PROVIDED INFORMATION Block Start

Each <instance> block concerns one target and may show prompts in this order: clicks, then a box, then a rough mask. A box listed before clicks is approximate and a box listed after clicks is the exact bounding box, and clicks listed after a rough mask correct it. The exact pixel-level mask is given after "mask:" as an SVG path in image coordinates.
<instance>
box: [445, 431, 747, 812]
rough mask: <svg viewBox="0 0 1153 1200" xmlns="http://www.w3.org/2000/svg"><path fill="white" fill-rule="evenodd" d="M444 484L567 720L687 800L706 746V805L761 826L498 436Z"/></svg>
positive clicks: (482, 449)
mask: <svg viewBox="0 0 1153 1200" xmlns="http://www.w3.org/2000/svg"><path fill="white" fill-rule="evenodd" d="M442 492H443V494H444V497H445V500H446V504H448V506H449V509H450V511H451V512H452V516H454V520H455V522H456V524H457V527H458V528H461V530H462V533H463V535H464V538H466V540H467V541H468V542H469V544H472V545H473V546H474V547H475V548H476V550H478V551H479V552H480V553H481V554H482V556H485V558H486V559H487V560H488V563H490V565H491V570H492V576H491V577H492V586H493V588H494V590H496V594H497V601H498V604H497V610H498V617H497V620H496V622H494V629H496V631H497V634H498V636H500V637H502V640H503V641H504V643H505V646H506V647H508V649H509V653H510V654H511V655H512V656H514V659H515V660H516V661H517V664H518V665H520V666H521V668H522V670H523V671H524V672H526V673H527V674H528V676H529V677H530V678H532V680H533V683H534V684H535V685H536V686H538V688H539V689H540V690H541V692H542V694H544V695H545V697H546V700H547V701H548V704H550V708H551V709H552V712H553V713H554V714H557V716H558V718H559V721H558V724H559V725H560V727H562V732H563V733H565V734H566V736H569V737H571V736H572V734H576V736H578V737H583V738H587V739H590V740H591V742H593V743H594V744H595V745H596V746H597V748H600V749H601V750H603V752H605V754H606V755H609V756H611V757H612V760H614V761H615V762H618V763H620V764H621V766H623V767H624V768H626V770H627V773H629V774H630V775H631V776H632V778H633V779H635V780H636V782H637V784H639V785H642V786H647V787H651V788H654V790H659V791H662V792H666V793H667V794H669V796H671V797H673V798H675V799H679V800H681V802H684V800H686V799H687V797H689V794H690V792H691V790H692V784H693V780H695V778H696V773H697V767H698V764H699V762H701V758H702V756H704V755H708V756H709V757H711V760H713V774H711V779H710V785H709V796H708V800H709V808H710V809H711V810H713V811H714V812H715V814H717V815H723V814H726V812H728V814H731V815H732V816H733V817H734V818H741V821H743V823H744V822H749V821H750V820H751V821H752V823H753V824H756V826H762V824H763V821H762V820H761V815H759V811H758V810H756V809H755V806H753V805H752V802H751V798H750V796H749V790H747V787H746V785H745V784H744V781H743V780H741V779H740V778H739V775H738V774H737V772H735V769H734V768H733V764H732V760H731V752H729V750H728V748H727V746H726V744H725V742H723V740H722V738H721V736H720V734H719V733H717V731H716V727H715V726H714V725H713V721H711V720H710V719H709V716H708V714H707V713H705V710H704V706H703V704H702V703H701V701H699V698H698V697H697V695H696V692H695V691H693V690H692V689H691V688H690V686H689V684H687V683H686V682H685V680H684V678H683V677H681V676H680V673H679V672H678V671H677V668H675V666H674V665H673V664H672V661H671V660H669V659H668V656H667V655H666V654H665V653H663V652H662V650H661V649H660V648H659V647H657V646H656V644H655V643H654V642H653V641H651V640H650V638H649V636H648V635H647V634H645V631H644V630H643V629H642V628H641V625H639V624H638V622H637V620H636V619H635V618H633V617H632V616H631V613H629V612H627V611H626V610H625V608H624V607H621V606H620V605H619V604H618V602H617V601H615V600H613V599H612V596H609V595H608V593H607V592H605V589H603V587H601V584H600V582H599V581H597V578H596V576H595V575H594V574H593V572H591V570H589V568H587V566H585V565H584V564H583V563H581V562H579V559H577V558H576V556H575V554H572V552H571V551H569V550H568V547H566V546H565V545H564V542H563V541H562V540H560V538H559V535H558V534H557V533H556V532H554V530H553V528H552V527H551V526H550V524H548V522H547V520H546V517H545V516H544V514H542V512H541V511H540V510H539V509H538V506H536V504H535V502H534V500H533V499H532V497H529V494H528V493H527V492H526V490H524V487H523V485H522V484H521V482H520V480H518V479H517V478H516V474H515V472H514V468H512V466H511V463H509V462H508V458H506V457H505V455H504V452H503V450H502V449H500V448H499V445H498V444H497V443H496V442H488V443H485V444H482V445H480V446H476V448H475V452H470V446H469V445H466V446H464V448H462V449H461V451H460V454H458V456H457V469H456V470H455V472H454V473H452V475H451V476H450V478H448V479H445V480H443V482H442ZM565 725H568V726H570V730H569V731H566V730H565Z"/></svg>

PROVIDED INFORMATION Block End

Turn every line of the rows above into a numbered list, leaving out any blank lines.

# [TASK OUTPUT]
1. Each <instance> block concerns one target and may show prompts in this order: clicks, then a box, then a rough mask. A box listed before clicks is approximate and a box listed after clicks is the exact bounding box, and clicks listed after a rough mask correct it. The exact pixel-level mask is given after "mask:" as an SVG path in image coordinates.
2. <instance>
3. box: [445, 431, 747, 812]
4. rough mask: <svg viewBox="0 0 1153 1200" xmlns="http://www.w3.org/2000/svg"><path fill="white" fill-rule="evenodd" d="M444 484L567 720L687 800L706 746V805L761 826L498 436Z"/></svg>
5. positive clicks: (482, 449)
6. mask: <svg viewBox="0 0 1153 1200" xmlns="http://www.w3.org/2000/svg"><path fill="white" fill-rule="evenodd" d="M442 492H443V494H444V497H445V500H446V504H448V506H449V509H450V511H451V512H452V516H454V520H455V522H456V524H457V527H458V528H461V530H462V533H463V535H464V538H466V540H467V541H468V542H469V544H472V545H473V546H474V547H475V548H476V550H478V551H479V552H480V553H481V554H482V556H485V558H486V559H487V560H488V563H490V565H491V570H492V576H491V577H492V586H493V588H494V590H496V594H497V601H498V604H497V610H498V617H497V620H496V622H494V629H496V631H497V634H498V636H500V637H502V640H503V641H504V643H505V646H506V647H508V649H509V653H510V654H511V655H512V656H514V659H515V660H516V661H517V664H518V665H520V666H521V668H522V670H523V671H524V672H526V673H527V674H528V676H529V677H530V678H532V680H533V683H534V684H535V685H536V686H538V688H539V689H540V690H541V692H542V694H544V695H545V697H546V700H547V701H548V704H550V708H551V709H552V712H553V713H554V714H557V716H558V718H559V721H558V724H559V725H560V727H562V732H563V733H565V734H566V736H569V737H571V736H572V734H576V736H578V737H583V738H587V739H590V740H591V742H593V743H594V744H595V745H596V746H597V748H600V749H601V750H603V752H605V754H606V755H609V756H611V757H612V760H614V761H615V762H618V763H620V764H621V766H623V767H624V768H626V770H627V773H629V774H630V775H631V776H632V778H633V779H635V780H636V782H637V784H639V785H642V786H647V787H651V788H654V790H659V791H662V792H666V793H667V794H669V796H671V797H673V798H675V799H679V800H681V802H684V800H686V799H687V797H689V794H690V792H691V790H692V784H693V780H695V778H696V773H697V767H698V764H699V762H701V758H702V756H704V755H708V756H709V757H711V760H713V774H711V779H710V785H709V796H708V800H709V808H710V809H711V810H713V811H714V812H715V814H717V815H723V814H726V812H728V814H731V815H732V816H733V817H734V818H741V821H743V823H744V822H749V821H750V820H751V821H752V823H753V824H756V826H762V824H763V821H762V820H761V815H759V811H758V810H756V809H755V806H753V805H752V802H751V798H750V796H749V790H747V787H746V785H745V784H744V781H743V780H741V779H740V778H739V775H738V774H737V772H735V769H734V768H733V764H732V760H731V752H729V750H728V748H727V746H726V744H725V742H723V740H722V738H721V736H720V734H719V733H717V731H716V727H715V726H714V725H713V721H711V720H710V719H709V716H708V714H707V713H705V710H704V706H703V704H702V703H701V701H699V698H698V697H697V695H696V692H695V691H693V690H692V689H691V688H690V686H689V684H687V683H686V682H685V680H684V678H683V677H681V676H680V673H679V672H678V671H677V668H675V666H674V665H673V664H672V661H671V660H669V659H668V656H667V655H666V654H665V653H663V652H662V650H661V649H660V648H659V647H657V646H656V644H655V643H654V642H653V641H651V640H650V638H649V636H648V635H647V634H645V631H644V630H643V629H642V628H641V625H639V624H638V622H637V620H636V619H635V618H633V617H632V616H631V613H629V612H627V611H626V610H625V608H624V607H621V606H620V605H619V604H618V602H617V601H615V600H613V599H612V596H609V595H608V593H607V592H605V589H603V587H601V584H600V582H599V581H597V578H596V576H595V575H594V574H593V572H591V570H589V568H587V566H585V565H584V564H583V563H581V562H579V559H577V558H576V556H575V554H572V552H571V551H569V550H568V547H566V546H565V545H564V542H563V541H562V540H560V538H559V535H558V534H557V533H556V532H554V530H553V528H552V527H551V526H550V524H548V522H547V520H546V517H545V516H544V514H542V512H541V511H540V510H539V509H538V506H536V504H535V502H534V500H533V499H532V497H529V494H528V493H527V492H526V490H524V487H523V485H522V484H521V482H520V480H518V479H517V478H516V474H515V472H514V468H512V466H511V463H509V462H508V458H506V457H505V455H504V452H503V450H502V449H500V448H499V445H498V444H497V443H496V442H488V443H485V444H482V445H480V446H476V448H475V452H470V446H469V445H466V446H464V448H462V449H461V451H460V454H458V456H457V469H456V470H455V472H454V473H452V475H451V476H450V478H448V479H445V480H443V482H442ZM565 725H568V726H570V730H569V731H566V730H565Z"/></svg>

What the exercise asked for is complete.